◆ Aim ◆
Reproduce the material in full, unchanged.

◆ Supplied entries ◆
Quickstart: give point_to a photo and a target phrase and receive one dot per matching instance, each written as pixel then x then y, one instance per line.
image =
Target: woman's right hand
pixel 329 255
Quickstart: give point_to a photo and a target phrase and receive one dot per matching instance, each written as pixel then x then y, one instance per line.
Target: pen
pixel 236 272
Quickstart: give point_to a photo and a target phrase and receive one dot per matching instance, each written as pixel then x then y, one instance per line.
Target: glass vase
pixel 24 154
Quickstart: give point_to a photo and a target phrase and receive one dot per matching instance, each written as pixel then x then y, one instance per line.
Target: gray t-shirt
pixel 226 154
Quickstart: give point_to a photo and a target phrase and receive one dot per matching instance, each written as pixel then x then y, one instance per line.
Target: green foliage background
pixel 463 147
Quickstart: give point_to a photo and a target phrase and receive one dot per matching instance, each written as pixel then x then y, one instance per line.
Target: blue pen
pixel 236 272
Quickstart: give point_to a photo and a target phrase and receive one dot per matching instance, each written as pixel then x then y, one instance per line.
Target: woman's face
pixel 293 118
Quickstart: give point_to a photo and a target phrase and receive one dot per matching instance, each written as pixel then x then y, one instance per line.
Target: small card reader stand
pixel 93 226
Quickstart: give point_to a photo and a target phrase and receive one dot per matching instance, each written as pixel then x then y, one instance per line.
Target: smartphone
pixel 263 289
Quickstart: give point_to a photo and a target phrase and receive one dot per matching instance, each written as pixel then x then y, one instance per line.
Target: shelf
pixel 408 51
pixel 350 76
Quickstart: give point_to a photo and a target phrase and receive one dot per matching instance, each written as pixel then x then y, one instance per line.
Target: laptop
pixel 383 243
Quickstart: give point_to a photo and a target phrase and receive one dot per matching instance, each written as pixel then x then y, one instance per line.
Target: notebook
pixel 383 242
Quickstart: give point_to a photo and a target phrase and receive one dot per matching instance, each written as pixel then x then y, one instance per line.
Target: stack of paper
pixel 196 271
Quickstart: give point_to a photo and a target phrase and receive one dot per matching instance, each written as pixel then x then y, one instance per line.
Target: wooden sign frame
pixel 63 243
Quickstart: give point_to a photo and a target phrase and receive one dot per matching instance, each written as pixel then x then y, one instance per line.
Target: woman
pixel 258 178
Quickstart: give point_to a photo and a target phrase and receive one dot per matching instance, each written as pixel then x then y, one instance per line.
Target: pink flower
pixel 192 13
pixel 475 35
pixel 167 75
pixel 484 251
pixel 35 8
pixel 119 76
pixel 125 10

◆ Reply to the task ◆
Quickstart: give point_to a photo and a target phrase and receive one dot per matching instance, each written as pixel then x then y, one instance per line.
image =
Target: woman's right hand
pixel 329 255
Quickstart: give point_to a photo and a target phrase and receive one dot per matching instance, each written as pixel then x then y, one instance per line.
Target: pen
pixel 236 272
Quickstart: give point_to a photo and a target phrase and receive one dot per matching instance, each written as pixel then x then y, one instance per line.
Target: glass vase
pixel 24 154
Quickstart: give point_to a photo and a target phrase and receive one dot per matching instance, each written as pixel then x then y, one instance per line.
Target: gray t-shirt
pixel 226 154
Quickstart: give point_to a photo and a target phrase and receive one dot per matching instance, each written as pixel then x then y, one instance per line.
Target: green foliage background
pixel 463 147
Quickstart: give point_to a photo and a target phrase and receive one dot per matching instance, each written as pixel then x then y, one instance per line.
Target: blue pen
pixel 236 272
Quickstart: give point_to a photo and a target phrase and receive one dot per matching instance, each written as pixel then x then y, one instance per line.
Target: woman's face
pixel 293 118
Quickstart: give point_to a photo and a target phrase and receive one dot per matching instance, each written as pixel then x then y, one instance per line.
Target: small card reader stand
pixel 93 226
Quickstart: give point_to a photo and a target phrase and receive one dot per matching instance, each written as pixel then x then y, one instance per line.
Target: smartphone
pixel 263 289
Quickstart: give point_to a photo and a target phrase and receive one dot per matching instance, each written as pixel then x then y, one instance per line.
Target: shelf
pixel 408 51
pixel 350 76
Quickstart: give point_to a photo and a target phrase and receive one dot per matching instance, each written as pixel then x then y, one instance per line.
Target: laptop
pixel 383 243
Quickstart: give point_to a photo and a target phrase and receive one dot per matching instance, each written as pixel then x then y, one instance per line.
Target: notebook
pixel 383 242
Quickstart: give point_to a photo and a target phrase and receive one dot per matching instance, each written as pixel then x then y, one instance per line.
Target: stack of paper
pixel 196 271
Quickstart: give point_to a photo and a target phrase and receive one dot per matching instance, each written as pixel then x then y, one instance per line.
Target: wooden sign frame
pixel 63 243
Quickstart: give point_to a photo and a target phrase and receive one dot per matching instance, each written as pixel then x then y, one instance per line.
Target: woman
pixel 258 178
Quickstart: give point_to a photo and a target phrase and receive one dot per matching instance, each written as pixel then x then y, one instance per line.
Target: pink flower
pixel 192 13
pixel 475 35
pixel 167 75
pixel 484 251
pixel 35 8
pixel 119 76
pixel 125 10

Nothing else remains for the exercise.